Page excerpt:

It’s hardly the career path Jeong, 39, set out for himself. The North Carolina-born Korean American attended Duke University (major: pre-med, with a minor in drama) then attained his MD from the University of North Carolina. It was around that time he began going to open-mike nights at local bars and delivering his earliest stand-up routines.
“It was just goofy Asian stuff,” Jeong recalled. “Definitely high energy, but I was too afraid to say I was in medicine. I’m just an educated idiot: I took that as my persona.”
Moving to New Orleans for his medical residency, Jeong didn’t let a 90-hour workweek keep him from the comedy clubs. “It was grueling, but I had a work-hard, play-hard mentality,” he said. “Everyone has something to keep them sane outside medicine. Mine was comedy.”
After winning a comedy contest called the “Big Easy Laff Off” and completing his residency, Jeong moved to Los Angeles in 1998. Even when his medical practice took off, he never gave up his sideline and performed at such Hollywood comedy venues as the Improv and the Laugh Factory.

Exercise A: Reproduce the passage from the profile of Jeong's path from medicine to comedy that begins with the words containing "Moving to New" and ends with "the Laugh Factory.".
Exercise B: Carry on the profile of Jeong's path from medicine to comedy from its final sentence.

Extracted entries:
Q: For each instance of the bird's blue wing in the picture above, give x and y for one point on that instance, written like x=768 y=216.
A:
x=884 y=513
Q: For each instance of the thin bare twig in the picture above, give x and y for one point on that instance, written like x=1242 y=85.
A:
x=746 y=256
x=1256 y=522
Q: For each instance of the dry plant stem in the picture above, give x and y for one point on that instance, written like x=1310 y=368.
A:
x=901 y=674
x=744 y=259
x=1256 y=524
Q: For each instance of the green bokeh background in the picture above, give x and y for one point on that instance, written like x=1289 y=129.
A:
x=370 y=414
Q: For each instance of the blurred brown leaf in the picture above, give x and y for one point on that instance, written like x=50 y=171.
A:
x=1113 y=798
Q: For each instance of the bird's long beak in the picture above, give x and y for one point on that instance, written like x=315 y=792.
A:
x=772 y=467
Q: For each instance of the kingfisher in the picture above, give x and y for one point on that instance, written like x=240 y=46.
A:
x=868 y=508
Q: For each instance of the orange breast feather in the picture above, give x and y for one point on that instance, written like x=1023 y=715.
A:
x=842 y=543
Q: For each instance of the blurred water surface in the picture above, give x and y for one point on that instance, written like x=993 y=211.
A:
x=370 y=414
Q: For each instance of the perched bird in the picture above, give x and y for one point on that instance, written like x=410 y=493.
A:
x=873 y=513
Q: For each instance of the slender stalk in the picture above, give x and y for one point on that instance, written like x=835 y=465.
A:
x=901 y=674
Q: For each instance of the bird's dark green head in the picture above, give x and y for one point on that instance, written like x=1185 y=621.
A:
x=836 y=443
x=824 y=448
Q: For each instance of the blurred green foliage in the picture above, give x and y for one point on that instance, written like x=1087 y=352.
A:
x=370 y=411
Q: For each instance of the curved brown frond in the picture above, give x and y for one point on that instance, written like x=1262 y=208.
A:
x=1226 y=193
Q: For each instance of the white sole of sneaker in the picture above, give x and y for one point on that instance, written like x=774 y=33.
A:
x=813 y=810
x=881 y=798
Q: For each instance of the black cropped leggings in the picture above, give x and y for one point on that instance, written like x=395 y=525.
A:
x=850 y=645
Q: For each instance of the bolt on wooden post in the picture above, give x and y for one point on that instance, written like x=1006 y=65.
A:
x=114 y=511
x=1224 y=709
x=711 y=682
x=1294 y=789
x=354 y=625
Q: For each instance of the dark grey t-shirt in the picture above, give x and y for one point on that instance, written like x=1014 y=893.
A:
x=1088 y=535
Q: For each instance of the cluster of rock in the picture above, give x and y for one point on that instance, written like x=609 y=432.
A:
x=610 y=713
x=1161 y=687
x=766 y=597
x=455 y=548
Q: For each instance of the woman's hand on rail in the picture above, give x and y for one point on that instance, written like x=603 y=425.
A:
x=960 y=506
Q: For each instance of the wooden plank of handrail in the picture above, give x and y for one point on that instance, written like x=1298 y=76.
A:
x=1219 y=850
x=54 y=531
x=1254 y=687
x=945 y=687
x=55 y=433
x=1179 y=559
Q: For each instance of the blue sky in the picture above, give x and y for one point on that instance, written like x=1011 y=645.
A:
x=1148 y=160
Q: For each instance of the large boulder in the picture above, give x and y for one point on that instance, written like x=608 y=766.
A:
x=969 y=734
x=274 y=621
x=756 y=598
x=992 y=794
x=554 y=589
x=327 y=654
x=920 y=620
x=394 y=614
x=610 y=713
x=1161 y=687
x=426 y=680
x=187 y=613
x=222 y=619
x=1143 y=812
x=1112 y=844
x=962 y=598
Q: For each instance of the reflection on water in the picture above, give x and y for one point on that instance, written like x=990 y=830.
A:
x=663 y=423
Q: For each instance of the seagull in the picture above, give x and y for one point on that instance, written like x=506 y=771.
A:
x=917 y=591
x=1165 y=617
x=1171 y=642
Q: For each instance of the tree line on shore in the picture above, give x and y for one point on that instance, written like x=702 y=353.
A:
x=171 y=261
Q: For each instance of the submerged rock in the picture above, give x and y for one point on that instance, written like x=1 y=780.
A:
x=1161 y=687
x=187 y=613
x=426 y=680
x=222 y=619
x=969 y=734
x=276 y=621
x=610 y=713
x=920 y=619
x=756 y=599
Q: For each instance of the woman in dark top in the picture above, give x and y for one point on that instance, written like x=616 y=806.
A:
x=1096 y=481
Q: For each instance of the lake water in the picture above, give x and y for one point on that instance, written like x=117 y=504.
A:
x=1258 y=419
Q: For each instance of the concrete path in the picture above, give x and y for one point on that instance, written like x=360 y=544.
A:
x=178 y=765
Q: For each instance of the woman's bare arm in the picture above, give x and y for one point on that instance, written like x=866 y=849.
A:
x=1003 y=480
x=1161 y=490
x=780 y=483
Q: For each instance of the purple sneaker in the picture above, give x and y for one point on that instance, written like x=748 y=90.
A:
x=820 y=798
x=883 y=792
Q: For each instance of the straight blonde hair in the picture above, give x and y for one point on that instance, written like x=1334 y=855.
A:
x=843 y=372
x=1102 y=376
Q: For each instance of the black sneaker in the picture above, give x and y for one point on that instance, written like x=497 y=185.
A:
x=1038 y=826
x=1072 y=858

Result A:
Moving to New Orleans for his medical residency, Jeong didn’t let a 90-hour workweek keep him from the comedy clubs. “It was grueling, but I had a work-hard, play-hard mentality,” he said. “Everyone has something to keep them sane outside medicine. Mine was comedy.”
After winning a comedy contest called the “Big Easy Laff Off” and completing his residency, Jeong moved to Los Angeles in 1998. Even when his medical practice took off, he never gave up his sideline and performed at such Hollywood comedy venues as the Improv and the Laugh Factory.

Result B:
Accepting small parts in NBC’s “The Office” and HBO’s “Entourage,” among other TV shows, his comedy club exposure eventually led him to do his routine on Comedy Central and BET -- the latter appearance turning into an unexpected professional asset.
“I had a patient come in with a herniated disc,” Jeong said. “He was in a lot of pain and really combative. Then when I got in the room he was like, ‘Hey, you were on BET!’ and he calmed down.”
When it came time for Apatow to cast the part of Dr. Kuni, an on-call obstetrician whose bedside manner bewilders but ultimately bonds the expecting couple in “Knocked Up,” the writer-director was won over by Dr. Ken’s real-life medical experience. On-set, though, his largely ad-libbed diatribe -- a caustic performance that is polished yet draws power from Jeong’s raw immediacy as an amateur -- won him the crew’s admiration.
Moreover, Apatow gave him some important advice. “He told me, ‘You’re funniest when you’re angry,’ ” Jeong said. “I’ve held onto that ever since.”
Bradley Cooper became a close friend while working with Jeong on both “The Hangover” and “All About Steve.” He describes a Dr. Jeckyll / Mr. Hyde flip-switch that Jeong activates when the cameras are rolling.
“He can drum up that anger real quick. In ‘All About Steve,’ his character lets loose on my character -- it’s great stuff! I think he popped some blood vessels in his eye,” Cooper said.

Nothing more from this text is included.